* EXCERPT PROVIDED
"""

See also question 7.

National level:
The Belgian Biodiversity Platform (BBPF), set up in 2000, is an advisory and communication body of the Belgian Federal Office for Scientific, Technical and Cultural Affairs. Its mission is to establish strong links between scientists in Belgium and abroad and to promote Belgian biodiversity research in the frame of the international trends, conventions and research programmes. One of its programmes of actions is specifically dedicated to forest ecosystems. In this context, it has set up in 2001 the 'Belgian forum on forest biodiversity', a discussion forum on forest biodiversity issues
(http://www.biodiversity.be/bbpf/forum/forest/forestintro.html).

Regional and global levels:
Belgium takes part in many initiatives related to forests, as presented in question 7. Belgium is also part of several European and international research organisations and networks either through direct participation or through funding (IUFRO, ETFRN, EFERN, EFI, CIFOR, IPGRI, ICRAF, etc.). EU-funded projects include BEAR (forest biodiversity indicators), ECOFAC (Conservation and rational use of forest ecosystems in Central Africa) and NAT-MAN (Nature-based management of beech in Europe). For more information, see the website of the forum on forest biodiversity:
http://www.biodiversity.be/bbpf/forum/forest/forestres.html

b) Sharing of information specifically on networks of protected areas and forest ecosystems

National level:
At the national level, discussions on the role of integral nature reserves in forests were carried out in 2001 through the Belgian Forum on Forest Biodiversity.

"""

* DATASET EXTRACT
"""

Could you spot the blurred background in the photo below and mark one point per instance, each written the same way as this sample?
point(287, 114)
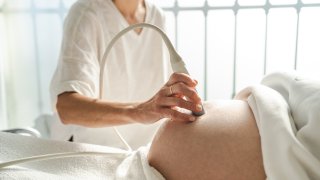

"""

* USING THE INFORMATION
a) Answer these from the excerpt on Belgian forest biodiversity:
(i) In what year was the Belgian Biodiversity Platform set up?
(ii) What is the subject of the EU-funded project NAT-MAN?
(iii) What was discussed at the national level in 2001 through the Belgian Forum on Forest Biodiversity?
b) Does each statement agree with the excerpt on Belgian forest biodiversity? Answer yes or no, and quote the words that decide it.
(i) The Belgian forum on forest biodiversity was set up in 2001.
(ii) ECOFAC deals with forest ecosystems in South America.
(iii) Belgium belongs to international research organisations only by funding them.
Use only the excerpt on Belgian forest biodiversity.

* SOLUTIONS TO EACH TASK
a)
(i) 2000
(ii) Nature-based management of beech in Europe
(iii) The role of integral nature reserves in forests

b)
(i) Yes: "it has set up in 2001 the 'Belgian forum on forest biodiversity'"
(ii) No: "ECOFAC (Conservation and rational use of forest ecosystems in Central Africa)"
(iii) No: "either through direct participation or through funding"